▸ **TASK DESCRIPTION**
Look for the line containing "Return one point per instance of the trimmed" and the line containing "Report the position of every instance of the bird's belly" in the entries below. Copy those two and all lines between them exactly, leaving out pictures.

▸ **DATASET ENTRIES**
===

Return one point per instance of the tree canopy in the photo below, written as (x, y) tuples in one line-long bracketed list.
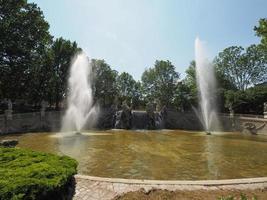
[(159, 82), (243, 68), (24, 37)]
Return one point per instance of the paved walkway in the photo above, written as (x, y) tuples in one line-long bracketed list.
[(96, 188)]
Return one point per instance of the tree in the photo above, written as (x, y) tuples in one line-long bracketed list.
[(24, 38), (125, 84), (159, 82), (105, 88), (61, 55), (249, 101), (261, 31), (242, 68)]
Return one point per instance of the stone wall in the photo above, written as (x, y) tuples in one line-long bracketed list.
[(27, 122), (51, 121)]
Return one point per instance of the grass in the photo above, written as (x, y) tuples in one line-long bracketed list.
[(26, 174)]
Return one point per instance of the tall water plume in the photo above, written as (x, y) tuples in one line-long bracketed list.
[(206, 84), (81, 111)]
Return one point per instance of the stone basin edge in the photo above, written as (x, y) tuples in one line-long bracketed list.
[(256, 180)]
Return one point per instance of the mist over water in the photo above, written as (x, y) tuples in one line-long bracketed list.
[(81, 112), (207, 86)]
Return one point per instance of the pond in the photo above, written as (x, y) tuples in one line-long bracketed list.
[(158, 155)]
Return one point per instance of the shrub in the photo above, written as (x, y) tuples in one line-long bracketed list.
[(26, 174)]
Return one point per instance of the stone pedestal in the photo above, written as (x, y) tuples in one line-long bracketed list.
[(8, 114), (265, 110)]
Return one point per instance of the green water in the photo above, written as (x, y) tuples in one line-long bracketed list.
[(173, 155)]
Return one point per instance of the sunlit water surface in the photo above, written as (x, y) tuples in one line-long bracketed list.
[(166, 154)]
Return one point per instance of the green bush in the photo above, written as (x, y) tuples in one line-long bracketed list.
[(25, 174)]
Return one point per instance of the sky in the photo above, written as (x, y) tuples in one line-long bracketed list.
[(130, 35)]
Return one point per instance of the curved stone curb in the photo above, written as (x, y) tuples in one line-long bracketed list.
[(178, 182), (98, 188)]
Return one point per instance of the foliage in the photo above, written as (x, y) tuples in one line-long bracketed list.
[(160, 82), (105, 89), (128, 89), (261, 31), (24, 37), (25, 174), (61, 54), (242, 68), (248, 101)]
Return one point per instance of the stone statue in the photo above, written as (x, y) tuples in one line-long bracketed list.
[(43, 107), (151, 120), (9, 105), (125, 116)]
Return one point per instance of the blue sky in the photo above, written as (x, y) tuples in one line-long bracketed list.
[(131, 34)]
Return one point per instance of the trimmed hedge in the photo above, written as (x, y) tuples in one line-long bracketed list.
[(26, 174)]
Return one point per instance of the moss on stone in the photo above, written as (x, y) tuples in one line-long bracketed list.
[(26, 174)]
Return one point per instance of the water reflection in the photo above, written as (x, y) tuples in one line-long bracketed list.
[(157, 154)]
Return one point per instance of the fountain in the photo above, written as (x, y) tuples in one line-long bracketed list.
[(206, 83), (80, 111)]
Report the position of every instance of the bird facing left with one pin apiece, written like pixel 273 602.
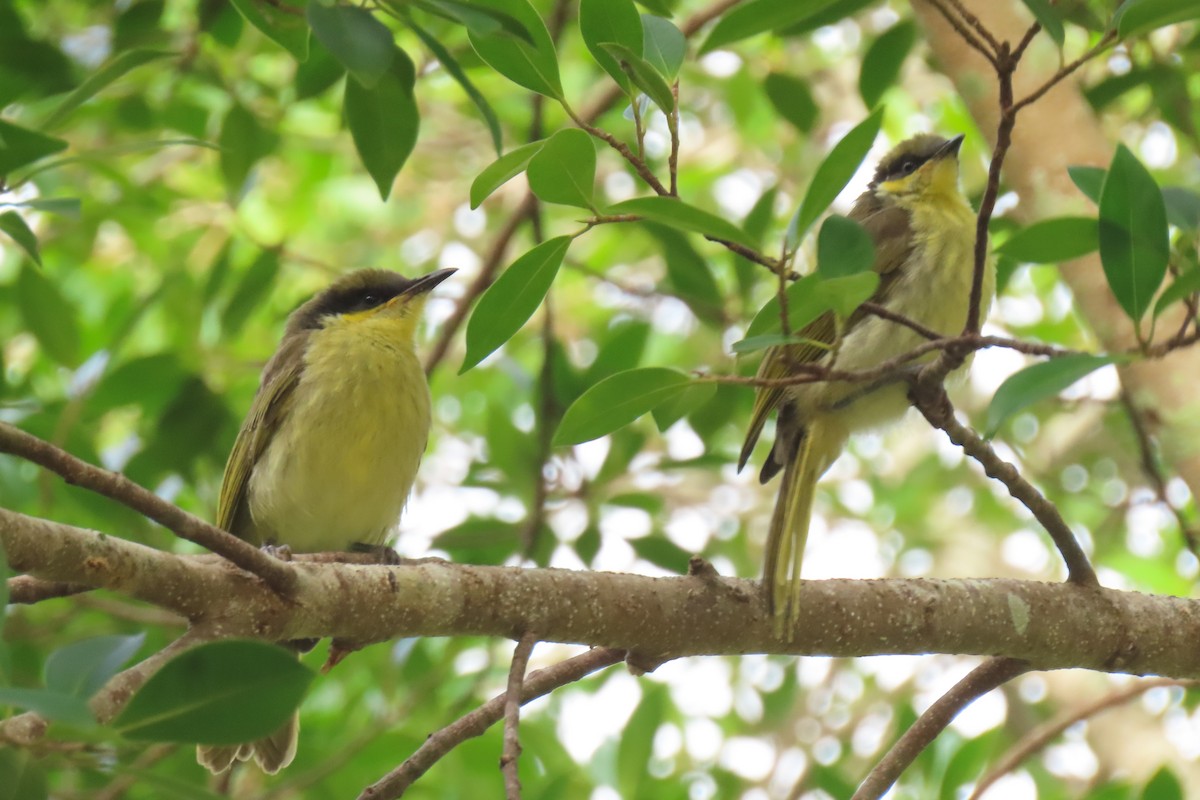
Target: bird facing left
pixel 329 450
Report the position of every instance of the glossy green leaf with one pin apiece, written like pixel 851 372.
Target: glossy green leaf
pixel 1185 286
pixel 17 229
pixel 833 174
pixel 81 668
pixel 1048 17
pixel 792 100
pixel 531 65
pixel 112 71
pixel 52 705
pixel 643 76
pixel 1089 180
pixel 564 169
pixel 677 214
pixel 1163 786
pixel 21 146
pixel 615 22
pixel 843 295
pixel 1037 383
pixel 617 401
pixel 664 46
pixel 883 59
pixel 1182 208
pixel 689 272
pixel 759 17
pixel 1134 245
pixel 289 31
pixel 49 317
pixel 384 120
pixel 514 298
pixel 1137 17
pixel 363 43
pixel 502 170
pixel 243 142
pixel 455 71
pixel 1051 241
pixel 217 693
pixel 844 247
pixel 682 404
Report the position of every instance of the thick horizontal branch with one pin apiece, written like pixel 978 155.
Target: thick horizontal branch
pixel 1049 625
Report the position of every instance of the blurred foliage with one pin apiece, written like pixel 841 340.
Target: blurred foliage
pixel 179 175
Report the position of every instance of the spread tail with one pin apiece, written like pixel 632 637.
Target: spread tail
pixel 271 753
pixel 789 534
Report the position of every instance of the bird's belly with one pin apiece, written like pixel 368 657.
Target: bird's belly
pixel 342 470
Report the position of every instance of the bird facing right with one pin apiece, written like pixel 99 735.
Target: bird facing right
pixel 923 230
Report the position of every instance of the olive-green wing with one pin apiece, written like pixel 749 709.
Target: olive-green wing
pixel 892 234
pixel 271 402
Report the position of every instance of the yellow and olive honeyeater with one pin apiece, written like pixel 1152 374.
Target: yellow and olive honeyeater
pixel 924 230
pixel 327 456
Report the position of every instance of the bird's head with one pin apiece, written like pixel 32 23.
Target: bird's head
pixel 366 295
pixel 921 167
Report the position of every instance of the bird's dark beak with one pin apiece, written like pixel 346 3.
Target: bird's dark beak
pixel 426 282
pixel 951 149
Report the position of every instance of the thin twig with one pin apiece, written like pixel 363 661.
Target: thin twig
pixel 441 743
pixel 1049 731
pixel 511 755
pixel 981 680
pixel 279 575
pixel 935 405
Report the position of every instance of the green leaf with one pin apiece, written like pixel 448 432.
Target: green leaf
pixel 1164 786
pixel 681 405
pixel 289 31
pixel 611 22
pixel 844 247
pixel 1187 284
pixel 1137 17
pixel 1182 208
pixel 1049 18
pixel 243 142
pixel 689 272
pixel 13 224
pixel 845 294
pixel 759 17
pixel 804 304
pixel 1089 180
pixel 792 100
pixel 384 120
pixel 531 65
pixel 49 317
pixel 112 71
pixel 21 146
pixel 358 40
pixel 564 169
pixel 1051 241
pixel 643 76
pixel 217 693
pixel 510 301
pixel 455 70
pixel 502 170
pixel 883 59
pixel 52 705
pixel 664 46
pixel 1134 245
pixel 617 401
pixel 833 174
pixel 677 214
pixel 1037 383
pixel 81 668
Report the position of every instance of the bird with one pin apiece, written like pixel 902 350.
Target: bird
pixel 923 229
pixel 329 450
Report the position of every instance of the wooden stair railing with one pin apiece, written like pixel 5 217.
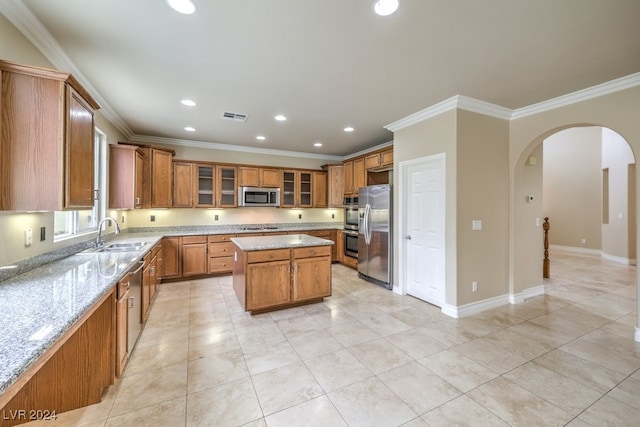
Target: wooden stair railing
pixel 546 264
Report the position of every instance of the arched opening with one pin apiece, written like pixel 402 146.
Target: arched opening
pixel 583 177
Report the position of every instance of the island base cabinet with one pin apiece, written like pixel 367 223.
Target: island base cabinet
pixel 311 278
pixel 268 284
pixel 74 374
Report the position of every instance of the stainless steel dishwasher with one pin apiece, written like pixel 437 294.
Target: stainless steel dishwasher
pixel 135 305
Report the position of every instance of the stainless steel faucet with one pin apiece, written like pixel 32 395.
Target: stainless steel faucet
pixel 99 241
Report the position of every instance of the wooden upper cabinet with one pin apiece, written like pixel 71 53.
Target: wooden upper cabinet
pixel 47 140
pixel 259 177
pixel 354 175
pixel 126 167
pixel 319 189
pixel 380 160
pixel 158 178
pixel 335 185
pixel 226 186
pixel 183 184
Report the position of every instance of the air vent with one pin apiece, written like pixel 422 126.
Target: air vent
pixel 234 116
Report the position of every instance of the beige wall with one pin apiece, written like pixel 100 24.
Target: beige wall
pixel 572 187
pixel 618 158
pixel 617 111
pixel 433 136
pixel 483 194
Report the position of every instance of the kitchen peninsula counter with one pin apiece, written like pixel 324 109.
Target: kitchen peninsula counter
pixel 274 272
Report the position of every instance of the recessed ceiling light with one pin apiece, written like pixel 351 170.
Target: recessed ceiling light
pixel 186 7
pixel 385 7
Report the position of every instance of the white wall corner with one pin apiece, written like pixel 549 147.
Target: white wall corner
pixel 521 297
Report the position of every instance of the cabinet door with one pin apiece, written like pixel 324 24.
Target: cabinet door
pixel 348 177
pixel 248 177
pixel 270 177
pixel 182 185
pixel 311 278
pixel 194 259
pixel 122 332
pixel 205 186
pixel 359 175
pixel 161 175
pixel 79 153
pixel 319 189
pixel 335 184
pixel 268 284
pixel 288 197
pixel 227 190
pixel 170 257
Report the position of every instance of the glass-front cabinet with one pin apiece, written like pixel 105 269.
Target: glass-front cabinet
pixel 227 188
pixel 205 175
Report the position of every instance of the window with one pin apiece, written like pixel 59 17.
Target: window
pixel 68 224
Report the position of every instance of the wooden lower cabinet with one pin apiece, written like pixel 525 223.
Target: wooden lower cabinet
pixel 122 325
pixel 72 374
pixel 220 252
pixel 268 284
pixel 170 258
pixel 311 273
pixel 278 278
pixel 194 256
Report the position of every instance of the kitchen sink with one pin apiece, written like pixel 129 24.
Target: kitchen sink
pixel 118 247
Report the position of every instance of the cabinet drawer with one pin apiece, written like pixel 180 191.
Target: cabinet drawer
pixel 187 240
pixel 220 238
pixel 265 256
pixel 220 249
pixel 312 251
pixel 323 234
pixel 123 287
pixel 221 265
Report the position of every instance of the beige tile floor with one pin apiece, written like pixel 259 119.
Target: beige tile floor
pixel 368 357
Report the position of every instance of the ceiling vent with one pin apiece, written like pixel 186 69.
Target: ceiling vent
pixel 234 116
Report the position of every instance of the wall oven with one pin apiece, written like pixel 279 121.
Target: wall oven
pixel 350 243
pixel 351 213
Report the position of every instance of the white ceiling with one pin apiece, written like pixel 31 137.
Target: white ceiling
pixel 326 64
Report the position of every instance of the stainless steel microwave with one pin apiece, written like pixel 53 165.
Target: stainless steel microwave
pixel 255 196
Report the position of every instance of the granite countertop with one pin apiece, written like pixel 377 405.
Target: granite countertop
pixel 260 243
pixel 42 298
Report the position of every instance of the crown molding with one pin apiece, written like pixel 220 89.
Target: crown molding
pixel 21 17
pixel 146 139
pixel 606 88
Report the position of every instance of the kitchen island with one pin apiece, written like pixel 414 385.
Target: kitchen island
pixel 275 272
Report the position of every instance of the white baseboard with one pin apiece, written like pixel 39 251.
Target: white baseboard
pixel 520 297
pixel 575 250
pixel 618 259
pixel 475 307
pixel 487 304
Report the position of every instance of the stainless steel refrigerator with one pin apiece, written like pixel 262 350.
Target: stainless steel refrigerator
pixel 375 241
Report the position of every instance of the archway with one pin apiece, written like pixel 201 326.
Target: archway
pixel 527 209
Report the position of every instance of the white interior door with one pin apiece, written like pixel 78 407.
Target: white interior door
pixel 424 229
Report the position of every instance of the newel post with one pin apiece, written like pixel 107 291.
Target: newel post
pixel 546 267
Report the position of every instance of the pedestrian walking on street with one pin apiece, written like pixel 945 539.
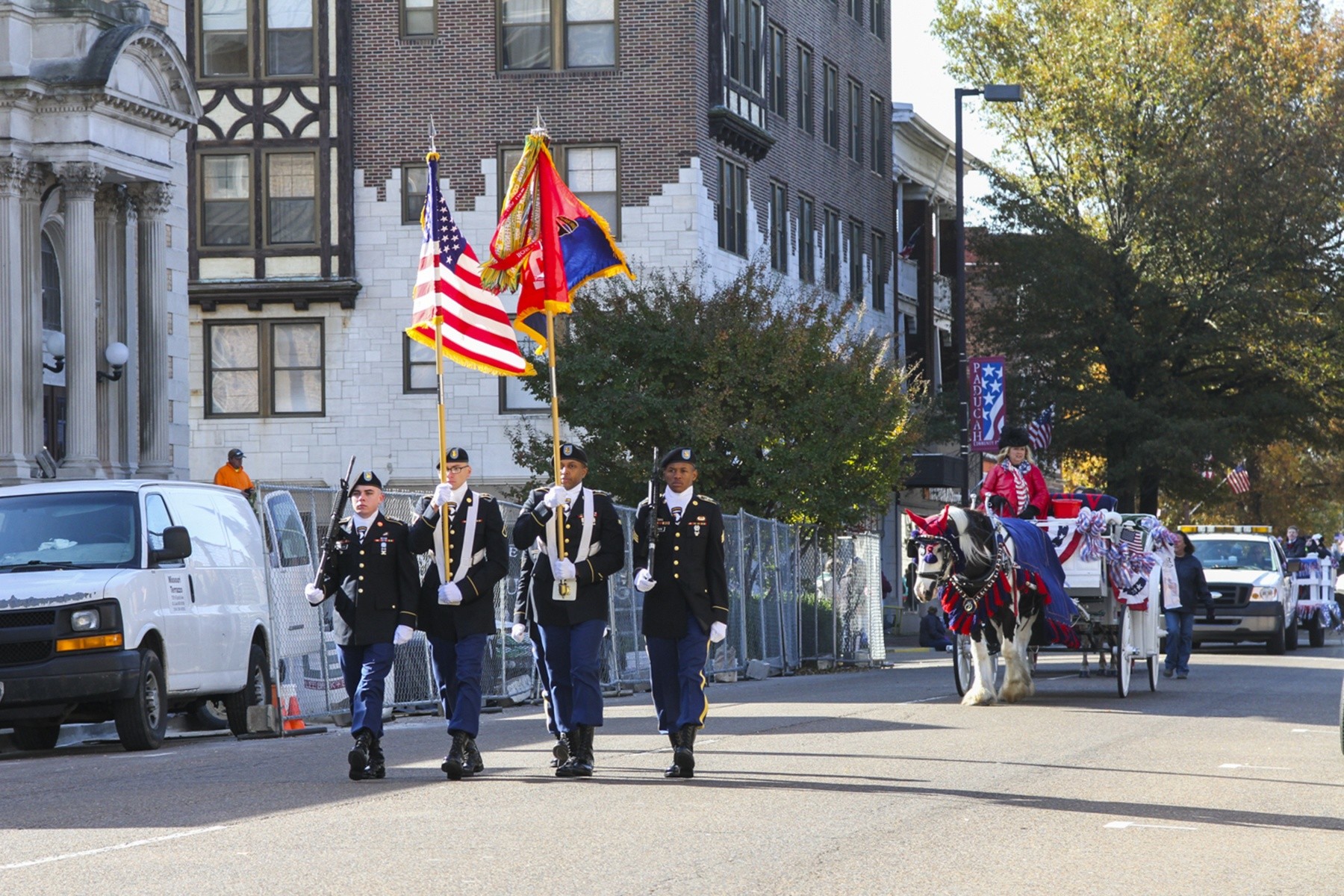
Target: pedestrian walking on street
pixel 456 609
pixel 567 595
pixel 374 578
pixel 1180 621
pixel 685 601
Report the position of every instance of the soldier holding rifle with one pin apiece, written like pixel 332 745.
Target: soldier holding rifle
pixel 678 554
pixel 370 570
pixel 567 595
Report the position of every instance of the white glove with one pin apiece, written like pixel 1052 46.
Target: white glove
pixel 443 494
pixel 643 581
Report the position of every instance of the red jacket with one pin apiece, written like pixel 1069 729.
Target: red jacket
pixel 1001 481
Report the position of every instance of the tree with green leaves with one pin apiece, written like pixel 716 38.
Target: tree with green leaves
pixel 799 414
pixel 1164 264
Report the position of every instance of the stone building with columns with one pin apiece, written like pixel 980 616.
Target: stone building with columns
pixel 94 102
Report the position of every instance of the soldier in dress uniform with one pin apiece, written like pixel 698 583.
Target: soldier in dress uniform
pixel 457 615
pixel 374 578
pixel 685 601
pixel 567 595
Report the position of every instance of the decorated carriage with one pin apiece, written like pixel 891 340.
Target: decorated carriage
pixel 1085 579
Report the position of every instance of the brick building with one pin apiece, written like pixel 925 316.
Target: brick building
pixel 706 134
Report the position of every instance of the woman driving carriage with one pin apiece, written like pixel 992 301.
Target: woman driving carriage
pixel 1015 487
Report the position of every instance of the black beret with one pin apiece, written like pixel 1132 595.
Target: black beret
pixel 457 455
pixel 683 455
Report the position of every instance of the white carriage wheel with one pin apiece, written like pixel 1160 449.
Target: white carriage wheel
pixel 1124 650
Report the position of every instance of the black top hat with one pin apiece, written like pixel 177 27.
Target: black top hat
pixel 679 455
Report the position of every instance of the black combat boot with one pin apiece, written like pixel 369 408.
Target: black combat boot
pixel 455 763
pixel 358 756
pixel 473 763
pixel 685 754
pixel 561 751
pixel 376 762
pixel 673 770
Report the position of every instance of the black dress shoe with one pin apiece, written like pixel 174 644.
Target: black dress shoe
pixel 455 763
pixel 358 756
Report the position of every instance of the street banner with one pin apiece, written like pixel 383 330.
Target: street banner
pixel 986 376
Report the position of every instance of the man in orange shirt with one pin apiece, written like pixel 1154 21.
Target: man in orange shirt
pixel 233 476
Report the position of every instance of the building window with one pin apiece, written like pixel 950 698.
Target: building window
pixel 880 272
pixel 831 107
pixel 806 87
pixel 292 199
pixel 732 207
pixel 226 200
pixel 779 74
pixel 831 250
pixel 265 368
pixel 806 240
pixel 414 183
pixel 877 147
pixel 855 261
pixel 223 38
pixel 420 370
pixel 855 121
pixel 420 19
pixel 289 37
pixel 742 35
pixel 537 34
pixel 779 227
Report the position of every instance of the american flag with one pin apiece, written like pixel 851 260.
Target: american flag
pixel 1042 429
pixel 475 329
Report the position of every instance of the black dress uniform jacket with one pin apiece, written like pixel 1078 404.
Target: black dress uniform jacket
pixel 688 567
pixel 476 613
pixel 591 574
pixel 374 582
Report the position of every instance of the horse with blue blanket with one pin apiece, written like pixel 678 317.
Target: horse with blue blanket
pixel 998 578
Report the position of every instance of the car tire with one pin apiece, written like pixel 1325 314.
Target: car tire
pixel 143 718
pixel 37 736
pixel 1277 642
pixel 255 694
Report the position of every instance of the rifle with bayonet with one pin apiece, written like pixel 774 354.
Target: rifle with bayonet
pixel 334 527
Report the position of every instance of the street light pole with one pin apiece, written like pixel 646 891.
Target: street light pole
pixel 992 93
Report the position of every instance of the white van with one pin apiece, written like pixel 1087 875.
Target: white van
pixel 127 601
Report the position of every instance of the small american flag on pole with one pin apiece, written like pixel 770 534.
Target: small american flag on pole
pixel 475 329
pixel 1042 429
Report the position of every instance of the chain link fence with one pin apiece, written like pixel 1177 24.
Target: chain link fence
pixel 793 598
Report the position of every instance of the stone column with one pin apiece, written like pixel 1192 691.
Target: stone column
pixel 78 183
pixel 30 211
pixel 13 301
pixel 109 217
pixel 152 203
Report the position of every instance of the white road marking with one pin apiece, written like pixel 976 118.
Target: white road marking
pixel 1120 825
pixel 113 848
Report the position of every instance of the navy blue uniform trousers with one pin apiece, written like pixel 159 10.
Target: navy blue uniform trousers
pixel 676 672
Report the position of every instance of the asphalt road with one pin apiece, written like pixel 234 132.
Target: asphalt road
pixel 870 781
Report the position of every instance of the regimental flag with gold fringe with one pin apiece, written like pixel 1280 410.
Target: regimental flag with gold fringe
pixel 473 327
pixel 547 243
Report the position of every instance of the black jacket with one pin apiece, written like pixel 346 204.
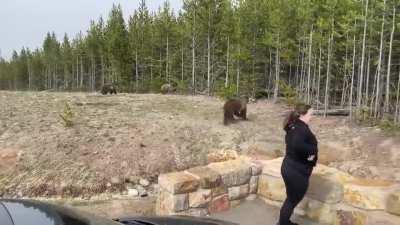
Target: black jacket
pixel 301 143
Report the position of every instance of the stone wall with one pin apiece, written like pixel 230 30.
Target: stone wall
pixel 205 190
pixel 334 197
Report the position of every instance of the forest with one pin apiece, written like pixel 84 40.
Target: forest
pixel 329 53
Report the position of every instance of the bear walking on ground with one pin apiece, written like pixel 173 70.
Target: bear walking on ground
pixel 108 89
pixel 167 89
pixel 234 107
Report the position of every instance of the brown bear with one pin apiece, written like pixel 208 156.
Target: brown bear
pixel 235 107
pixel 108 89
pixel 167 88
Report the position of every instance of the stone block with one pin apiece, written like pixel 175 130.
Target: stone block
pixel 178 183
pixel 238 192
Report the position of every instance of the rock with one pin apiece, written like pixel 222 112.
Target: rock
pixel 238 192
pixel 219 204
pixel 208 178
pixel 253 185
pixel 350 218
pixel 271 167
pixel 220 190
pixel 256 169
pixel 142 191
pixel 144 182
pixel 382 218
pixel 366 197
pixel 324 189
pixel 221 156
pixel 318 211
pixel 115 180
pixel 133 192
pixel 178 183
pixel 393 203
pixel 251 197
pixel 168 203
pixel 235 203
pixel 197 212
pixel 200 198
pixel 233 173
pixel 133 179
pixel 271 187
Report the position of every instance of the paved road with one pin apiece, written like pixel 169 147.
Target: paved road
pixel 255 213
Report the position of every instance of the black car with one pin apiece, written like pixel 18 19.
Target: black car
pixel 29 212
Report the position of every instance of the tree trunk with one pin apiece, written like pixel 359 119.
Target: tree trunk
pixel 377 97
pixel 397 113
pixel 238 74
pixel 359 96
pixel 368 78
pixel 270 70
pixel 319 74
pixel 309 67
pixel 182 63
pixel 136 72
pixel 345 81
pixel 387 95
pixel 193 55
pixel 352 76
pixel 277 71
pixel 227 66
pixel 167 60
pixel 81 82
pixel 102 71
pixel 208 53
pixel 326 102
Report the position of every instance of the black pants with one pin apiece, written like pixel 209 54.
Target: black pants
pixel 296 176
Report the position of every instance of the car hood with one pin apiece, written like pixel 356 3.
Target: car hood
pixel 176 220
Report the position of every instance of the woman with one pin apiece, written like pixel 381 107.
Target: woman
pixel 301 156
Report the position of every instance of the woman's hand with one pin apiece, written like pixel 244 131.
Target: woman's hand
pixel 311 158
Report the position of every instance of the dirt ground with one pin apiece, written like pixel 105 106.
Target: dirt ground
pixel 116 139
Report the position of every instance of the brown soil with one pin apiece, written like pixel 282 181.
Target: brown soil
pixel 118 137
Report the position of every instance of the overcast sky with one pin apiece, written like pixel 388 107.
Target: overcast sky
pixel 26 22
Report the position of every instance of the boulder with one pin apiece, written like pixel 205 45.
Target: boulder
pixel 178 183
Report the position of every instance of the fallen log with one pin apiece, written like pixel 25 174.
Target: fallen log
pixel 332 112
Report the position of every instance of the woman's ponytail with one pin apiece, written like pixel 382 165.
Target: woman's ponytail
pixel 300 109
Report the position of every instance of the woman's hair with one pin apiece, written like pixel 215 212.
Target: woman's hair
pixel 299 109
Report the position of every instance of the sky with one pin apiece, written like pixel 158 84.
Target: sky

===

▸ **WRITTEN RESPONSE**
Return one point per instance of the trimmed hedge in the photo above, written as (x, y) tuples in one line-long bracketed list.
[(26, 174)]
Return one point per instance of the moss on stone in the photo above, written as (x, y) tuples in one line-long bracketed list.
[(26, 174)]
Return one point per instance of the water reflection in the photo above, written as (x, y) tuples in one line-long bracketed list.
[(157, 154)]
Return one point per instance of the fountain in the photo above, written as (x, y) tuples in one line-long bracketed list.
[(206, 83), (80, 111)]
Report the position of every instance of the bird facing left with one pin apiece, written like pixel 273 602.
Target: bird facing left
pixel 329 450
Report the position of every instance of the glossy green leaf with one pin apiece, written like pixel 851 372.
Target: glossy green leaf
pixel 1185 286
pixel 17 229
pixel 833 174
pixel 81 668
pixel 1048 17
pixel 792 100
pixel 531 65
pixel 112 71
pixel 52 705
pixel 643 76
pixel 1089 180
pixel 564 169
pixel 677 214
pixel 1163 786
pixel 21 146
pixel 615 22
pixel 843 295
pixel 1037 383
pixel 617 401
pixel 664 46
pixel 883 59
pixel 1182 208
pixel 689 272
pixel 759 17
pixel 1134 245
pixel 289 31
pixel 49 317
pixel 384 120
pixel 514 298
pixel 1137 17
pixel 363 43
pixel 502 170
pixel 243 142
pixel 455 71
pixel 1051 241
pixel 217 693
pixel 844 247
pixel 682 404
Report the position of every instance of the thick horizontal branch with one pin apiece, written like pixel 978 155.
Target: thick horizontal branch
pixel 1049 625
Report the position of every instance of the blurred foliage with one pin apiece, written like pixel 841 340.
Target: blurred foliage
pixel 179 175
Report the position of every instance of the spread tail with one pin apiece, written like pixel 632 637.
Target: spread tail
pixel 271 753
pixel 789 534
Report the position of every instance of the bird's belly with one pin apiece, written like pixel 368 657.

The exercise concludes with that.